TASK REQUIREMENTS:
Set down the records once more, please, exactly and with the pictures left out.

EXERCISE MATERIAL:
_ _ _ _ _

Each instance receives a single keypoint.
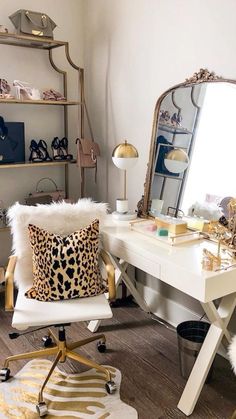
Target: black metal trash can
(191, 335)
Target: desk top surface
(179, 265)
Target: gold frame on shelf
(48, 44)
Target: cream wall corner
(133, 51)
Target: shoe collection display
(23, 91)
(39, 150)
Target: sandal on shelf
(24, 92)
(64, 149)
(51, 94)
(44, 150)
(5, 90)
(56, 150)
(35, 152)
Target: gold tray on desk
(144, 227)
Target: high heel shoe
(24, 92)
(44, 150)
(64, 149)
(56, 150)
(35, 152)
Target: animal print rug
(68, 396)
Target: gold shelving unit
(49, 45)
(41, 102)
(36, 164)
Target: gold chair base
(62, 350)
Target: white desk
(180, 267)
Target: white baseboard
(168, 310)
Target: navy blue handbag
(12, 142)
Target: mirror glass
(196, 120)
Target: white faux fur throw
(232, 353)
(58, 218)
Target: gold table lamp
(124, 156)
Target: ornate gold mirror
(193, 145)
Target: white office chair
(60, 219)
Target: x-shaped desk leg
(121, 274)
(219, 319)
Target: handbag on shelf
(45, 197)
(87, 153)
(28, 22)
(12, 142)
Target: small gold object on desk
(210, 262)
(172, 224)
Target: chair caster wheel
(41, 409)
(110, 387)
(101, 346)
(4, 374)
(47, 341)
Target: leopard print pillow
(65, 267)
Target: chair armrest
(9, 280)
(110, 274)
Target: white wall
(135, 50)
(33, 66)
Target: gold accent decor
(37, 33)
(39, 42)
(61, 350)
(210, 262)
(203, 75)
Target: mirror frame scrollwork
(202, 76)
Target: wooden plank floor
(146, 353)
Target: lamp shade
(125, 155)
(176, 161)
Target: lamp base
(127, 216)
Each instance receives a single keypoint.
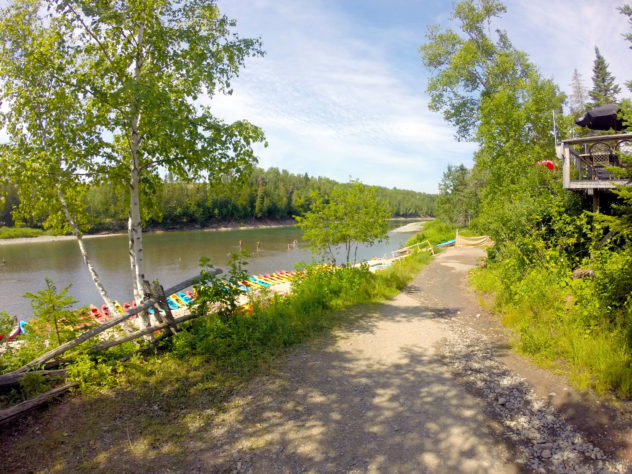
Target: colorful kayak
(184, 297)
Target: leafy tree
(53, 138)
(492, 93)
(604, 89)
(137, 70)
(351, 214)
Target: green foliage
(33, 384)
(604, 89)
(458, 201)
(52, 319)
(6, 323)
(348, 216)
(315, 305)
(490, 91)
(270, 194)
(219, 293)
(569, 324)
(90, 372)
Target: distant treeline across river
(270, 194)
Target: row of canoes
(175, 301)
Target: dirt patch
(422, 383)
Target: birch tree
(350, 215)
(52, 138)
(145, 71)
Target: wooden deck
(585, 161)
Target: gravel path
(410, 388)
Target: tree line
(561, 273)
(265, 194)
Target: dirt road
(410, 388)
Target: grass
(561, 324)
(135, 420)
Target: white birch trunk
(134, 227)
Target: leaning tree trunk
(134, 226)
(84, 254)
(135, 230)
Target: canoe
(118, 307)
(184, 297)
(179, 301)
(259, 282)
(172, 304)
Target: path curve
(409, 388)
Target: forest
(560, 273)
(265, 194)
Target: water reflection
(169, 256)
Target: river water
(171, 257)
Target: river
(171, 257)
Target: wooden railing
(585, 161)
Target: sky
(340, 91)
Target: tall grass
(316, 305)
(563, 323)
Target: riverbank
(226, 226)
(424, 373)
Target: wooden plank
(90, 333)
(130, 337)
(14, 411)
(15, 378)
(592, 184)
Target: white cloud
(333, 104)
(338, 96)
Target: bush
(581, 327)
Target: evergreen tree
(579, 95)
(604, 89)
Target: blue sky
(341, 90)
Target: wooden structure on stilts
(586, 163)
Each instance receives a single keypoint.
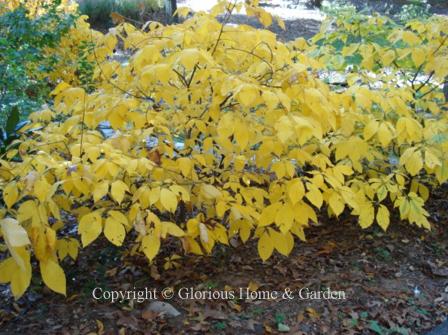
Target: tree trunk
(170, 8)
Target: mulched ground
(395, 283)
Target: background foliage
(220, 132)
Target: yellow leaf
(114, 231)
(265, 246)
(431, 160)
(384, 134)
(90, 228)
(10, 194)
(174, 230)
(100, 190)
(418, 56)
(336, 203)
(53, 276)
(296, 191)
(42, 189)
(314, 195)
(118, 190)
(13, 233)
(210, 191)
(247, 95)
(284, 243)
(168, 200)
(370, 129)
(382, 217)
(414, 163)
(185, 165)
(150, 246)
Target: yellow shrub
(219, 132)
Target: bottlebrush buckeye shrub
(218, 132)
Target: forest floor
(394, 283)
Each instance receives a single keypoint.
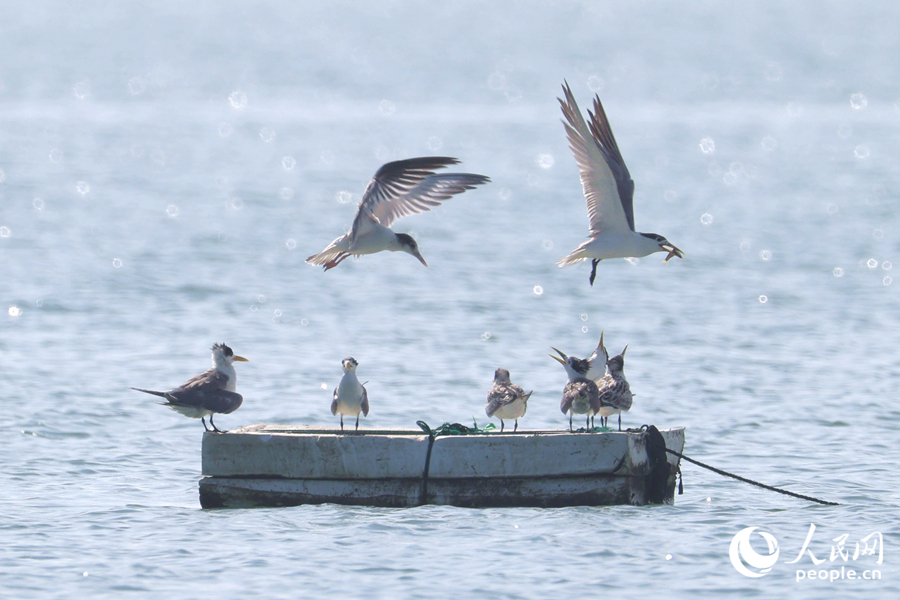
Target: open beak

_ _ _ _ _

RESPONSE FOR THIS EXERCISE:
Each instance receives a single keypoint.
Target: black metal trash can
(191, 335)
Target: desk top surface
(179, 265)
Target: gold frame on shelf
(48, 44)
Target: cream wall corner
(133, 51)
Target: shoe collection display
(23, 91)
(39, 150)
Target: sandal on shelf
(24, 92)
(64, 149)
(51, 94)
(44, 150)
(5, 90)
(56, 150)
(35, 152)
Target: gold tray on desk
(144, 227)
Target: high heel shoe
(24, 92)
(44, 150)
(64, 149)
(56, 150)
(35, 152)
Target: animal print rug
(68, 396)
Target: gold shelving unit
(49, 45)
(41, 102)
(36, 164)
Target: gold chair base
(62, 350)
Target: white desk
(180, 267)
Target: white baseboard
(168, 310)
Target: navy blue handbag
(12, 142)
Target: mirror glass
(196, 120)
Target: white faux fur throw
(232, 353)
(58, 218)
Target: gold table lamp
(124, 156)
Target: ornate gold mirror
(193, 145)
Target: white office chair
(60, 219)
Target: x-shaped desk leg
(121, 274)
(219, 319)
Target: handbag on shelf
(45, 197)
(87, 153)
(28, 22)
(12, 142)
Target: small gold object on desk
(210, 262)
(172, 224)
Target: chair caster wheel
(41, 409)
(110, 387)
(101, 346)
(4, 374)
(47, 341)
Target: leopard print pillow
(65, 267)
Target: chair armrest
(9, 280)
(110, 274)
Target: white wall
(135, 50)
(33, 66)
Target: gold accent decor
(37, 33)
(39, 42)
(61, 350)
(210, 262)
(203, 75)
Target: mirror frame scrollwork
(202, 76)
Target: wooden plank floor
(146, 353)
Target: lamp shade
(125, 155)
(176, 161)
Target: lamp base
(127, 216)
Each instance receives a single keypoint.
Target: colorful kayak
(184, 297)
Target: leafy tree
(53, 138)
(492, 93)
(604, 89)
(137, 70)
(351, 214)
Target: green foliage
(33, 384)
(604, 89)
(458, 201)
(52, 319)
(6, 323)
(348, 216)
(315, 305)
(490, 91)
(270, 194)
(219, 293)
(569, 324)
(90, 372)
Target: distant treeline across river
(270, 194)
Target: row of canoes
(175, 301)
Target: dirt patch
(422, 383)
Target: birch tree
(350, 215)
(52, 138)
(145, 71)
Target: wooden deck
(585, 161)
Target: gravel path
(410, 388)
Target: tree line
(561, 273)
(265, 194)
Target: dirt road
(410, 388)
Target: grass
(561, 324)
(135, 420)
Target: white birch trunk
(134, 227)
Target: leaning tree trunk
(134, 226)
(84, 254)
(135, 230)
Target: canoe
(118, 307)
(184, 297)
(179, 301)
(259, 282)
(172, 304)
Target: path curve
(409, 388)
Target: forest
(560, 273)
(265, 194)
Target: water reflection
(169, 256)
Target: river water
(171, 257)
Target: river
(171, 257)
Target: wooden railing
(585, 161)
Target: sky
(340, 91)
Target: tall grass
(316, 305)
(563, 323)
Target: riverbank
(226, 226)
(424, 373)
Target: wooden plank
(90, 333)
(130, 337)
(14, 411)
(15, 378)
(592, 184)
Target: white cloud
(333, 104)
(338, 96)
Target: bush
(581, 327)
Target: evergreen tree
(579, 95)
(604, 89)
Target: blue sky
(341, 90)
Target: wooden structure on stilts
(586, 163)
Each instance receives a single keypoint.
Target: tree trunk
(170, 8)
Target: mulched ground
(395, 283)
Target: background foliage
(220, 132)
Target: yellow leaf
(114, 231)
(265, 246)
(431, 160)
(384, 134)
(90, 228)
(10, 194)
(174, 230)
(100, 190)
(418, 56)
(336, 203)
(53, 276)
(296, 191)
(42, 189)
(314, 195)
(118, 190)
(13, 233)
(210, 191)
(247, 95)
(284, 243)
(168, 200)
(370, 129)
(382, 217)
(414, 163)
(185, 165)
(150, 246)
Target: yellow shrub
(219, 132)
Target: bottlebrush buckeye shrub
(218, 132)
Target: forest floor
(394, 283)
Each instance receives a single keypoint.
Target: open beak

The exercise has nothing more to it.